◆ Saved entries
----------------
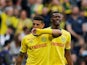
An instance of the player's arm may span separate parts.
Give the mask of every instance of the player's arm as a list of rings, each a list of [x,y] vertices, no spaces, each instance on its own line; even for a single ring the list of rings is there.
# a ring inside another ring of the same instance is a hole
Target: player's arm
[[[71,59],[71,51],[65,49],[65,57],[67,60],[68,65],[73,65],[72,59]]]
[[[70,33],[67,34],[67,42],[65,44],[65,58],[67,60],[68,65],[73,65],[72,59],[71,59],[71,35]]]
[[[62,32],[60,29],[52,29],[52,35],[53,37],[58,37],[62,35]]]
[[[26,38],[24,38],[21,42],[21,48],[20,48],[20,54],[18,55],[17,59],[16,59],[16,63],[15,65],[21,65],[22,60],[27,52],[27,45],[26,45]]]
[[[20,54],[19,54],[18,57],[16,58],[16,63],[15,63],[15,65],[21,65],[24,56],[25,56],[25,53],[20,52]]]
[[[47,29],[36,29],[34,28],[32,30],[32,33],[34,35],[41,35],[41,34],[52,34],[53,36],[60,36],[62,34],[61,30],[59,29],[50,29],[50,28],[47,28]]]

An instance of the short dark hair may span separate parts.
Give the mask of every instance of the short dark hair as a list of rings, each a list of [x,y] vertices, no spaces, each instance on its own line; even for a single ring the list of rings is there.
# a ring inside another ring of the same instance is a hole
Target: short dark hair
[[[35,16],[35,17],[33,18],[33,20],[39,20],[39,21],[41,21],[42,23],[44,23],[44,18],[43,18],[42,16],[40,16],[40,15]]]

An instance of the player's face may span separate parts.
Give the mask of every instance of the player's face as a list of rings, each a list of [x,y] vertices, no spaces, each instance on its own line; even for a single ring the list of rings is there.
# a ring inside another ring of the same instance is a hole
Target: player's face
[[[42,23],[39,20],[33,20],[33,28],[42,29],[42,28],[44,28],[44,23]]]
[[[62,14],[60,14],[60,13],[53,13],[51,20],[52,20],[52,24],[59,25],[61,20],[62,20]]]

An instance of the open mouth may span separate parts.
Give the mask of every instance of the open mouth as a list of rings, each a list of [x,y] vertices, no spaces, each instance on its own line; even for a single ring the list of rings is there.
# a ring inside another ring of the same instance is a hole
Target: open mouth
[[[55,22],[55,25],[58,26],[58,25],[59,25],[59,21],[56,21],[56,22]]]

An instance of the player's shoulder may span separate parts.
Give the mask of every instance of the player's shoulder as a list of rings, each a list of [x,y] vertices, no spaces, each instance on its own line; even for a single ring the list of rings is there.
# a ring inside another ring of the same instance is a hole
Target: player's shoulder
[[[71,36],[70,32],[68,32],[67,30],[62,29],[62,33],[66,36]]]
[[[33,34],[30,33],[30,34],[25,35],[23,39],[29,39],[29,38],[31,38],[32,36],[33,36]]]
----------------
◆ Directions
The result should be a verbatim copy of the data, free of pictures.

◆ Exercise output
An instance of the player's arm may span separate parts.
Give the mask of every instance of the player's arm as a list of rings, each a list of [x,y] vertices, no spaces, each instance on its own line; even for a single ring the list of rings is there.
# a ring inside another ring of the same instance is a hole
Target: player's arm
[[[71,59],[71,51],[65,49],[65,57],[67,60],[68,65],[73,65],[72,59]]]
[[[70,33],[67,34],[67,42],[65,44],[65,58],[67,60],[68,65],[73,65],[72,59],[71,59],[71,35]]]
[[[62,32],[60,29],[52,29],[52,35],[53,37],[58,37],[62,35]]]
[[[26,38],[24,38],[21,42],[21,48],[20,48],[20,54],[18,55],[17,59],[16,59],[16,63],[15,65],[21,65],[22,60],[27,52],[27,45],[26,45]]]
[[[20,54],[19,54],[18,57],[16,58],[16,63],[15,63],[15,65],[21,65],[24,56],[25,56],[25,53],[20,52]]]
[[[47,29],[36,29],[34,28],[32,30],[32,33],[34,35],[41,35],[41,34],[52,34],[53,36],[60,36],[62,34],[61,30],[59,29],[50,29],[50,28],[47,28]]]

An instance of the short dark hair may span separate parts.
Give the mask of every instance of the short dark hair as a list of rings, each a list of [x,y] vertices, no spaces, each instance on its own line; even for a single ring the list of rings is there.
# a ring inside another ring of the same instance is a hole
Target: short dark hair
[[[35,16],[35,17],[33,18],[33,20],[39,20],[39,21],[41,21],[42,23],[44,23],[44,18],[43,18],[42,16],[40,16],[40,15]]]

An instance of the player's face may span separate parts.
Give the mask of every instance of the player's face as a list of rings, each a list of [x,y] vertices, no spaces, each instance on its own line; even for a single ring the list of rings is there.
# a ring inside another ring of the same instance is a hole
Target: player's face
[[[42,23],[39,20],[33,20],[33,28],[42,29],[42,28],[44,28],[44,23]]]
[[[62,14],[60,14],[60,13],[53,13],[51,20],[52,20],[52,24],[59,25],[61,20],[62,20]]]

An instance of the open mouth may span separate parts.
Give the mask of every instance of the open mouth as a list of rings, each a list of [x,y] vertices, no spaces, each instance on its own line; even for a single ring the list of rings is there.
# a ring inside another ring of the same instance is a hole
Target: open mouth
[[[55,22],[55,25],[58,26],[58,25],[59,25],[59,21],[56,21],[56,22]]]

An instance of the player's shoulder may span separate parts.
Give the mask of every instance of the player's shoulder as a list of rings, each a list of [x,y] vertices, no spaces, each instance on its own line; even for a single ring the list of rings is there.
# a ring inside another ring of the same instance is a hole
Target: player's shoulder
[[[71,36],[70,32],[68,32],[67,30],[62,29],[62,33],[66,36]]]
[[[33,34],[30,33],[30,34],[25,35],[23,39],[29,39],[29,38],[31,38],[32,36],[33,36]]]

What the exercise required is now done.